● **What to do**:
Omit the images, then print each record below exactly as it reads.

● **Records supplied**:
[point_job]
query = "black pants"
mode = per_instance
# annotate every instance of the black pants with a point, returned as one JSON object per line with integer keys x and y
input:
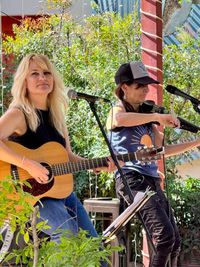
{"x": 158, "y": 218}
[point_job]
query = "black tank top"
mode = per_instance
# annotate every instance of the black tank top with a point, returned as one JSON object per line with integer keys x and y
{"x": 45, "y": 132}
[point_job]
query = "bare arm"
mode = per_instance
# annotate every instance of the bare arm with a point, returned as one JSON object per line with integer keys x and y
{"x": 172, "y": 150}
{"x": 11, "y": 122}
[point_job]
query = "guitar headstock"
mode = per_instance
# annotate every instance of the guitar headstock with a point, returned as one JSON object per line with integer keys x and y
{"x": 148, "y": 154}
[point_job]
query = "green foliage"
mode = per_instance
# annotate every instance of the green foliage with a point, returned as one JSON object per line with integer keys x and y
{"x": 15, "y": 207}
{"x": 75, "y": 250}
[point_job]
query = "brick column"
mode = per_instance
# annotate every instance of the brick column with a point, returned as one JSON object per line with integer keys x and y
{"x": 151, "y": 25}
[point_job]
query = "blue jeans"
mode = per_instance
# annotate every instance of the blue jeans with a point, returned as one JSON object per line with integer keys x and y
{"x": 67, "y": 214}
{"x": 158, "y": 218}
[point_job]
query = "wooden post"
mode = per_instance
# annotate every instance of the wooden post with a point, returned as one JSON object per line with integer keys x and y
{"x": 151, "y": 25}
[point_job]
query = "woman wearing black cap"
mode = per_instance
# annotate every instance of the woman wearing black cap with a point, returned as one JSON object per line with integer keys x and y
{"x": 128, "y": 129}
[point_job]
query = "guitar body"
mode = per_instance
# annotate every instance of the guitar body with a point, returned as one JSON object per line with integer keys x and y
{"x": 51, "y": 153}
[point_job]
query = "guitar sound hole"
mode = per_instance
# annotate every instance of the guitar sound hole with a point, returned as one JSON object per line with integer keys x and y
{"x": 36, "y": 188}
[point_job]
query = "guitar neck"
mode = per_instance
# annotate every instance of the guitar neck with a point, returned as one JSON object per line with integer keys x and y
{"x": 71, "y": 167}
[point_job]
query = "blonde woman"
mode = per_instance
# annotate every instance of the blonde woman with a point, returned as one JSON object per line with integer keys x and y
{"x": 35, "y": 117}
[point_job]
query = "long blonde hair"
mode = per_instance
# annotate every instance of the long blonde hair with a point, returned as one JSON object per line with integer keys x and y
{"x": 56, "y": 101}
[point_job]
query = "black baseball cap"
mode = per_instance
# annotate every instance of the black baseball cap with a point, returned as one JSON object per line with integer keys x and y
{"x": 133, "y": 72}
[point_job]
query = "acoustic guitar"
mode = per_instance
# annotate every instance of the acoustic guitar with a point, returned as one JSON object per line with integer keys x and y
{"x": 53, "y": 156}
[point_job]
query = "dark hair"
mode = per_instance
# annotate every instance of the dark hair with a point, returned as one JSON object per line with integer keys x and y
{"x": 120, "y": 94}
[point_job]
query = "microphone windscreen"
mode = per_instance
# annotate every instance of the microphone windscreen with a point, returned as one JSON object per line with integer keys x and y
{"x": 171, "y": 89}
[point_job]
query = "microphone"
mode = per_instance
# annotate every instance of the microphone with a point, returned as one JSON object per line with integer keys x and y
{"x": 72, "y": 94}
{"x": 175, "y": 91}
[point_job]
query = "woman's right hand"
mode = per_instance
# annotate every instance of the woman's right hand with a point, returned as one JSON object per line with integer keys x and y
{"x": 168, "y": 120}
{"x": 36, "y": 170}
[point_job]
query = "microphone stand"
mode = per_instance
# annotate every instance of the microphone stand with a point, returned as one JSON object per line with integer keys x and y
{"x": 126, "y": 188}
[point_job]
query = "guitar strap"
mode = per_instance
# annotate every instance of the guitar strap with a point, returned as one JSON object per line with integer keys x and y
{"x": 5, "y": 231}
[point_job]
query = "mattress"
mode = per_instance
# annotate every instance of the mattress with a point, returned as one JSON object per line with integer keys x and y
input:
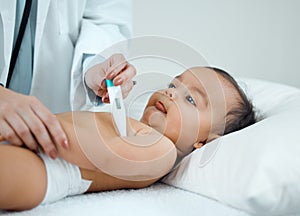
{"x": 158, "y": 199}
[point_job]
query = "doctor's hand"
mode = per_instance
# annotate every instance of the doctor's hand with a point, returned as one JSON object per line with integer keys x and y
{"x": 25, "y": 120}
{"x": 116, "y": 68}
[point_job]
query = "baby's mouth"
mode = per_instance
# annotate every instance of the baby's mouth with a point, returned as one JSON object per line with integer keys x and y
{"x": 161, "y": 107}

● **Final result**:
[point_job]
query = "black pants"
mode = per_instance
# annotate every instance of the black pants with a point, returned as one JSON object per line with integer keys x and y
input:
{"x": 158, "y": 218}
[point_job]
query = "black tank top"
mode = per_instance
# annotate every instance of the black tank top with a point, returned as one JSON object per line with integer keys x and y
{"x": 45, "y": 132}
[point_job]
query = "bare arm"
mode = per_instance
# annotate every instance of the bare arm with a point, returned as one JSON object per line with integer keys x and y
{"x": 172, "y": 150}
{"x": 11, "y": 122}
[point_job]
query = "guitar headstock"
mode = per_instance
# annotate every instance of the guitar headstock with a point, returned as one JSON object per line with integer keys x and y
{"x": 148, "y": 154}
[point_job]
query = "green foliage"
mode = per_instance
# annotate every instance of the green foliage with a point, returned as one JSON object per line with integer keys x and y
{"x": 15, "y": 207}
{"x": 75, "y": 250}
[point_job]
query = "brick column"
mode = per_instance
# annotate every instance of the brick column with a point, returned as one JSON object per line with integer keys x and y
{"x": 151, "y": 25}
[point_job]
query = "blue jeans"
mode = per_instance
# annotate every instance of the blue jeans with a point, returned as one JSON object per line with integer keys x and y
{"x": 67, "y": 214}
{"x": 158, "y": 218}
[point_job]
query = "wooden post"
mode = per_instance
# annotate every instance of the wooden post with a point, returned as one JSON object per line with integer keys x and y
{"x": 151, "y": 25}
[point_job]
query = "woman wearing black cap"
mode = per_instance
# annotate every instance of the woman wearing black cap with a point, returned as one JSON object per line with integer keys x and y
{"x": 128, "y": 129}
[point_job]
query = "guitar body"
mode = per_instance
# annotate every instance of the guitar body with a point, returned as one JSON object per line with integer keys x and y
{"x": 51, "y": 153}
[point_job]
query = "guitar sound hole"
mode = per_instance
# annotate every instance of the guitar sound hole with a point, returned as one JSON object per line with integer keys x and y
{"x": 36, "y": 188}
[point_job]
query = "guitar neck"
mode = per_instance
# annotate every instance of the guitar neck with a point, returned as one JSON object per line with integer keys x and y
{"x": 71, "y": 167}
[point_job]
query = "blonde woman"
mode = per_instance
# annotate every instance of the blonde woman with a point, returned as one JSON object per line with integer keys x and y
{"x": 35, "y": 117}
[point_job]
query = "long blonde hair"
mode = per_instance
# annotate every instance of the long blonde hair with a point, returned as one JSON object per line with integer keys x and y
{"x": 56, "y": 101}
[point_job]
query = "black baseball cap"
mode = per_instance
# annotate every instance of the black baseball cap with a point, returned as one JSON object per line with integer keys x and y
{"x": 133, "y": 72}
[point_job]
query = "acoustic guitar"
mode = per_instance
# annotate every instance of the acoustic guitar with a point, returned as one JSON object per line with integer keys x and y
{"x": 53, "y": 156}
[point_job]
query = "dark hair"
mode = per_instance
# annotate every instance of the dark hair with a point, returned as one JSON object per line with integer keys x and y
{"x": 120, "y": 94}
[point_job]
query = "microphone windscreen"
mode = per_instance
# annotate every instance of the microphone windscreen with a point, returned as one JSON object per line with integer keys x and y
{"x": 171, "y": 89}
[point_job]
query = "microphone"
mode = per_instance
# annotate every instance of the microphone with a point, returned as one JSON object per line with integer keys x and y
{"x": 72, "y": 94}
{"x": 175, "y": 91}
[point_job]
query = "woman's right hand"
mode = per_instance
# annotate every instance of the woman's right hand with a point, returned as one JSON object per line with integer keys x and y
{"x": 168, "y": 120}
{"x": 36, "y": 170}
[point_job]
query = "microphone stand"
mode = per_instance
# annotate every instance of the microphone stand with a point, returned as one JSON object per line with integer keys x and y
{"x": 126, "y": 188}
[point_job]
query = "guitar strap"
mode = per_instance
# annotate every instance of the guitar strap with a point, returned as one JSON object per line with integer keys x and y
{"x": 5, "y": 231}
[point_job]
query = "mattress"
mode = per_instance
# annotate every instance of the mattress with a point, returned as one JSON object per line with integer keys x and y
input:
{"x": 158, "y": 199}
[point_job]
query = "doctor's hand"
mode = per_instance
# annotate every instance of the doctor's hand with a point, returned as one JSON object per line with integer keys x and y
{"x": 25, "y": 120}
{"x": 116, "y": 68}
[point_job]
query = "baby's mouth"
mode = per_instance
# annotate every instance of the baby's mouth with a point, returned as one JSON object per line with integer keys x and y
{"x": 161, "y": 107}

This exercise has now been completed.